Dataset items
>>>
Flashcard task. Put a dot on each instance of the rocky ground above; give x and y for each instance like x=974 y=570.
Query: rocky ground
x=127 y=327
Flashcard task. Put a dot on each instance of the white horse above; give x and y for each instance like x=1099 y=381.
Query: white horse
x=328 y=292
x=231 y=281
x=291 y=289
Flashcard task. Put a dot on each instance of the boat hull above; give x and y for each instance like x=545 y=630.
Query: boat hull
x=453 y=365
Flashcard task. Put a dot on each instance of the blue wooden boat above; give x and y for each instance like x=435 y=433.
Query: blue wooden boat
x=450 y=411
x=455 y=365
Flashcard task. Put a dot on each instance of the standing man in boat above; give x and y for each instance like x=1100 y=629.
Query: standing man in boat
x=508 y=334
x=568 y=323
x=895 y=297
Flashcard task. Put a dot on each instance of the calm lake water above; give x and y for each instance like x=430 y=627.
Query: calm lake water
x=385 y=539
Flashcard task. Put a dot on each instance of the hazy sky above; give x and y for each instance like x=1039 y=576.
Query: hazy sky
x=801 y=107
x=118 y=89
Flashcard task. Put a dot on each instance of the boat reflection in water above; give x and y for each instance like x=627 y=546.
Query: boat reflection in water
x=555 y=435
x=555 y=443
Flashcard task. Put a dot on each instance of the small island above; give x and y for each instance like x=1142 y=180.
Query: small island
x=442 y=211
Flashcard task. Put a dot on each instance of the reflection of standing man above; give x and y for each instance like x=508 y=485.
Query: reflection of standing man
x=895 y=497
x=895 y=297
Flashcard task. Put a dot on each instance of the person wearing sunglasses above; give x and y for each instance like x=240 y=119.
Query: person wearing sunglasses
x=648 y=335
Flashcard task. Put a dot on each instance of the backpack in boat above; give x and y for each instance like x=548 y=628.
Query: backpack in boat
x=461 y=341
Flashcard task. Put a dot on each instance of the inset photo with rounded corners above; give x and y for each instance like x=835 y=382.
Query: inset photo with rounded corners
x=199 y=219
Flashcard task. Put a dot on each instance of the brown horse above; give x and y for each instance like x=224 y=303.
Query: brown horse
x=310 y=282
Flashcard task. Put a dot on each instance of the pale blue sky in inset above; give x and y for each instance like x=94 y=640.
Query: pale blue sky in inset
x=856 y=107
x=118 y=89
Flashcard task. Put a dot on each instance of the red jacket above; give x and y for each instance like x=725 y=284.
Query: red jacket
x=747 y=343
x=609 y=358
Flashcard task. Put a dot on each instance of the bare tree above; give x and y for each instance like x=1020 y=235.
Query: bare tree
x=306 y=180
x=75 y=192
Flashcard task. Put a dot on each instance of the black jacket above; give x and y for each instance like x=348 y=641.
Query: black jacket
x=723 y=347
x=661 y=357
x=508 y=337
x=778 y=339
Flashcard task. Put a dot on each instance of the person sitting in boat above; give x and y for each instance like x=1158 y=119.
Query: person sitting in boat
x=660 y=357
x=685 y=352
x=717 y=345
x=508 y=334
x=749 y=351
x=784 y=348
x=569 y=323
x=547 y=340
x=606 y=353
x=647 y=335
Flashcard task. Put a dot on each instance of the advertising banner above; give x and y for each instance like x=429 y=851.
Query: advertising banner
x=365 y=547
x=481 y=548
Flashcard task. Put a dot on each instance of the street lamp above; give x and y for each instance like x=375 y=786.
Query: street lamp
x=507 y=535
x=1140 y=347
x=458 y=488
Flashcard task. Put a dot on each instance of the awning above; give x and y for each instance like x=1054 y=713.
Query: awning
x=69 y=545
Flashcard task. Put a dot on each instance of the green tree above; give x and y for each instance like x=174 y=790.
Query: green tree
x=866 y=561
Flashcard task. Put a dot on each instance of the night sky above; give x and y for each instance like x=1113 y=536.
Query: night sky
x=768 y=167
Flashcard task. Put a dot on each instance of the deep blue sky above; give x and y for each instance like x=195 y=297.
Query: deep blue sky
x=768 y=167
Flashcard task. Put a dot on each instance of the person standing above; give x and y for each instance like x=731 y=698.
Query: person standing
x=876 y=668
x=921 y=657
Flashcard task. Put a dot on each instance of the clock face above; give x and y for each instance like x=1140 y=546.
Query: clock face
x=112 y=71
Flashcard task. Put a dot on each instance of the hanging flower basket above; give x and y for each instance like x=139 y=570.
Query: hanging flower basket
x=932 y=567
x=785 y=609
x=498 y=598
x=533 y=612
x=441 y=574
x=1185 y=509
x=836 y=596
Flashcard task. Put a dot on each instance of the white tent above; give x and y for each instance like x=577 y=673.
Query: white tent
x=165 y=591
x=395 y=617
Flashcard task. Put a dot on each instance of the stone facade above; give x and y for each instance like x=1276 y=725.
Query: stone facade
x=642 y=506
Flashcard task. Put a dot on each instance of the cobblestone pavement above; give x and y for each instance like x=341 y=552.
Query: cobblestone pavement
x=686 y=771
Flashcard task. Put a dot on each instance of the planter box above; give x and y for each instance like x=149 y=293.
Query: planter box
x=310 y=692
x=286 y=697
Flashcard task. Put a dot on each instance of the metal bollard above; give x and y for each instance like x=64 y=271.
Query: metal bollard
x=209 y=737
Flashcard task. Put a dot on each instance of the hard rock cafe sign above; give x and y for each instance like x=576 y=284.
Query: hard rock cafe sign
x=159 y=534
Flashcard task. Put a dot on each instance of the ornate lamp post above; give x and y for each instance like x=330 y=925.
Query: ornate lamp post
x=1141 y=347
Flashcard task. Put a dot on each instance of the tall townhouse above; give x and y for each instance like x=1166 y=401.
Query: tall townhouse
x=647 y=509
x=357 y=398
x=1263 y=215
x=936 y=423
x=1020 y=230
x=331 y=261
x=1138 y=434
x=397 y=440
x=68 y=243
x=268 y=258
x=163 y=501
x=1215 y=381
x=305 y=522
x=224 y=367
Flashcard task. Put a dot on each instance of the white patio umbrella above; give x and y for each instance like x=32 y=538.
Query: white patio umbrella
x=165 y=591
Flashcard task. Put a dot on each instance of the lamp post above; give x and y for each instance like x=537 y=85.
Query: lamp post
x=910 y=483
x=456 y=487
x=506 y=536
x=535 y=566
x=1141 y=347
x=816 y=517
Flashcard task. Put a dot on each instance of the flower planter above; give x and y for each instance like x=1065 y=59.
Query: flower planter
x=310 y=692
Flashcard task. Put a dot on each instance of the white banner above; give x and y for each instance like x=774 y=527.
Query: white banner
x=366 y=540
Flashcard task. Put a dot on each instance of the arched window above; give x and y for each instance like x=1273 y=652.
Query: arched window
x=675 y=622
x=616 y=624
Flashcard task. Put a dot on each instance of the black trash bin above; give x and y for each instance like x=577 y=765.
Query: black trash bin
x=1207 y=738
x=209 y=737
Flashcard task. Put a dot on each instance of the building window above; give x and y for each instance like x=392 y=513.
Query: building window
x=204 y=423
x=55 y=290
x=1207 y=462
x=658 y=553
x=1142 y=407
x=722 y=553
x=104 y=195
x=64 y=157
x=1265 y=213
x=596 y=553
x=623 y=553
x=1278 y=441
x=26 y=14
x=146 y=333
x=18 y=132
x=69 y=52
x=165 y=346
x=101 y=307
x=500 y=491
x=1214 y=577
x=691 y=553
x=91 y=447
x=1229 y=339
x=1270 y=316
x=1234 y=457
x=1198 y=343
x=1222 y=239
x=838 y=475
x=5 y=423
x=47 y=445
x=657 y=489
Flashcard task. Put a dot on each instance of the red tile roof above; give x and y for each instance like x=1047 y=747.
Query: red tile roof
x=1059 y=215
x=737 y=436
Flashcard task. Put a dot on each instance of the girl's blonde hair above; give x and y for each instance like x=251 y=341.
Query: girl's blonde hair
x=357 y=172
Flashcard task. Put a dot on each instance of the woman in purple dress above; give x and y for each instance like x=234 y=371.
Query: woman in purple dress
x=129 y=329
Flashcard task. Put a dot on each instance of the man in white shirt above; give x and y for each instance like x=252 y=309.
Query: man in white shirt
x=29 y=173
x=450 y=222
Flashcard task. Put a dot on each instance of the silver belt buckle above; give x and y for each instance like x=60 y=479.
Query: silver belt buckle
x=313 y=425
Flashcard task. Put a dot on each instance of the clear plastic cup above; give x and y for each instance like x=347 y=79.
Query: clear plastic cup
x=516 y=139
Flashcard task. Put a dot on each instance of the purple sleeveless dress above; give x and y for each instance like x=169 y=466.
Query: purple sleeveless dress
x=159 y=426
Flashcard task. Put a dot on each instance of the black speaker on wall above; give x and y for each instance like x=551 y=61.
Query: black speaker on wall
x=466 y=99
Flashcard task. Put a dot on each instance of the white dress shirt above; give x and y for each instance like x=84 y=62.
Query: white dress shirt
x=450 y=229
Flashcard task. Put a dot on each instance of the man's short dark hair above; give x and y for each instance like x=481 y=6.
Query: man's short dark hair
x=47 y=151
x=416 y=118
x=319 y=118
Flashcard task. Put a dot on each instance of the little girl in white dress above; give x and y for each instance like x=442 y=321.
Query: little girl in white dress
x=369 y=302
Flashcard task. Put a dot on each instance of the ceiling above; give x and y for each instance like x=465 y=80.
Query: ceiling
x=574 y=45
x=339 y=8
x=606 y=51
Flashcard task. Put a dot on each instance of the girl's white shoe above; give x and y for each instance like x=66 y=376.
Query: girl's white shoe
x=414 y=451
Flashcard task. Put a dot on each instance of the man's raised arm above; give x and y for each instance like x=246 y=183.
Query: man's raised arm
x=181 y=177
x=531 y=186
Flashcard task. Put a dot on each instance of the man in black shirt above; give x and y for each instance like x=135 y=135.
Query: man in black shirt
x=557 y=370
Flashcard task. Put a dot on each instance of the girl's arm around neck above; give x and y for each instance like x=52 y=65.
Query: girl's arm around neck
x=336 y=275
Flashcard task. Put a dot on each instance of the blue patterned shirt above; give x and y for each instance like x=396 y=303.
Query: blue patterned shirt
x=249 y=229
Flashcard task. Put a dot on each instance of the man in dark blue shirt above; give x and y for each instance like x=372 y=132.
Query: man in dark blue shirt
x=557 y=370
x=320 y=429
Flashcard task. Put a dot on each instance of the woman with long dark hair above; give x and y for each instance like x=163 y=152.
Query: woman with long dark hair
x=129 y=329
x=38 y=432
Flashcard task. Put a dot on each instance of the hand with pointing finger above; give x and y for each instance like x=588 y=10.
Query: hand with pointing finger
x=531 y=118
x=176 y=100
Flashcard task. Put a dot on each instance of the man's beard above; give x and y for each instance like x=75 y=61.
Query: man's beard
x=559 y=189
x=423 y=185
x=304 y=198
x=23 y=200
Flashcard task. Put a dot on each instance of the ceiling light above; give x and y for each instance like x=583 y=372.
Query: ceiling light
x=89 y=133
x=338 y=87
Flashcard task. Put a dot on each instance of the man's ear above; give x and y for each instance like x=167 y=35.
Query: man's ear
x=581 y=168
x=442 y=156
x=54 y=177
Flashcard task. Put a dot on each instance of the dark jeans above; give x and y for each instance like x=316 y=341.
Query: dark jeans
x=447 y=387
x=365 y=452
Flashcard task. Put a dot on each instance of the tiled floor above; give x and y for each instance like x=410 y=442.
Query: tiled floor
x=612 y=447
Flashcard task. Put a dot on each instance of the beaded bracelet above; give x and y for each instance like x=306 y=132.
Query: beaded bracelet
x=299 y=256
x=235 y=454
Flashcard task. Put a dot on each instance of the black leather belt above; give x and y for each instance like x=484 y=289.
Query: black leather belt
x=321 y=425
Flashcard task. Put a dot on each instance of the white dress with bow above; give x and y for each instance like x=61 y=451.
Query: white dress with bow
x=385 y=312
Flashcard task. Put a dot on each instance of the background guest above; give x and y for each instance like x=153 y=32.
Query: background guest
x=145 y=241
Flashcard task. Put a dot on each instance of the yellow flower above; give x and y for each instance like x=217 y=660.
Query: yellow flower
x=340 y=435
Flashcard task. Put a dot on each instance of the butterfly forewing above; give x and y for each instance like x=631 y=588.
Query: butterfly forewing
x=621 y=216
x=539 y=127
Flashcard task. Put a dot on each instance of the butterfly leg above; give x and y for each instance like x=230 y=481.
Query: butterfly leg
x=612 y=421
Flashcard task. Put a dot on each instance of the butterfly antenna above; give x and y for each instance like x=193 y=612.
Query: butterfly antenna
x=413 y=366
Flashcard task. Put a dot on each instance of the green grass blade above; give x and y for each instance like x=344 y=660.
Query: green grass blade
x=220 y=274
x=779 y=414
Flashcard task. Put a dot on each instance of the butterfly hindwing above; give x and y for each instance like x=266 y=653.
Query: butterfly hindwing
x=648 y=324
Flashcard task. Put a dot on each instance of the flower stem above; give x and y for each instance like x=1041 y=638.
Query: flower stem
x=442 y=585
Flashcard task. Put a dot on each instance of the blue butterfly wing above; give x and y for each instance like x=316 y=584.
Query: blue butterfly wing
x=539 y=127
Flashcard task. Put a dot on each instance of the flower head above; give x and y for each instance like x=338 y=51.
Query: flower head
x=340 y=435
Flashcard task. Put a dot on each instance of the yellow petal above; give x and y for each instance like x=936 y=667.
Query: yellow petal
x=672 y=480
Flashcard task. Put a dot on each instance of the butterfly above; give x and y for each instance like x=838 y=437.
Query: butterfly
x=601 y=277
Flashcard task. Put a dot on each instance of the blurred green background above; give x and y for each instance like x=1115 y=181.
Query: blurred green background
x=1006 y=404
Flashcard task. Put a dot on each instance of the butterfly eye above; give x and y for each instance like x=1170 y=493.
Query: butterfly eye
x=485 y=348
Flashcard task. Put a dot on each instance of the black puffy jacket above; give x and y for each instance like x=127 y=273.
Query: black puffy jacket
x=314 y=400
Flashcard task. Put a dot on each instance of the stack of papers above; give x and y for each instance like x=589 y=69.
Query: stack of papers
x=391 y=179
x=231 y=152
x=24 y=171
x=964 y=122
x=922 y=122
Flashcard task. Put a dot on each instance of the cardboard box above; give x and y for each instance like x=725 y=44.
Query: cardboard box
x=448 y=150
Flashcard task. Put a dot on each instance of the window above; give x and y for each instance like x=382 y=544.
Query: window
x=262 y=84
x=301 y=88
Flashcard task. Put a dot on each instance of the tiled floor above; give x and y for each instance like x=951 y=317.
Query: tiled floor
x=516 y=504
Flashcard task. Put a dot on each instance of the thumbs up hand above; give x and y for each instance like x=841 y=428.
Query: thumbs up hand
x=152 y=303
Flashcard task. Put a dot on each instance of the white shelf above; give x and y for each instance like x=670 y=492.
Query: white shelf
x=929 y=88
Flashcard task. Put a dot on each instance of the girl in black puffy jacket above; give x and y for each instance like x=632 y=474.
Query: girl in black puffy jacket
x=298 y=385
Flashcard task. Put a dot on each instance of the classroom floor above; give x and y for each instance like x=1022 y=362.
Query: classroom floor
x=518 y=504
<<<
Return the data verbatim, from its first line through the line containing "x=453 y=365", both ends included.

Flashcard task. Put a dot on each instance of the rocky ground above; give x and y for each instance like x=974 y=570.
Query: rocky ground
x=127 y=327
Flashcard task. Put a dot on each instance of the white horse above; give x and y for each instance like x=1099 y=381.
Query: white horse
x=328 y=292
x=231 y=281
x=291 y=289
Flashcard task. Put a dot on each instance of the boat hull above; give x and y for each instance like x=545 y=630.
Query: boat hull
x=453 y=365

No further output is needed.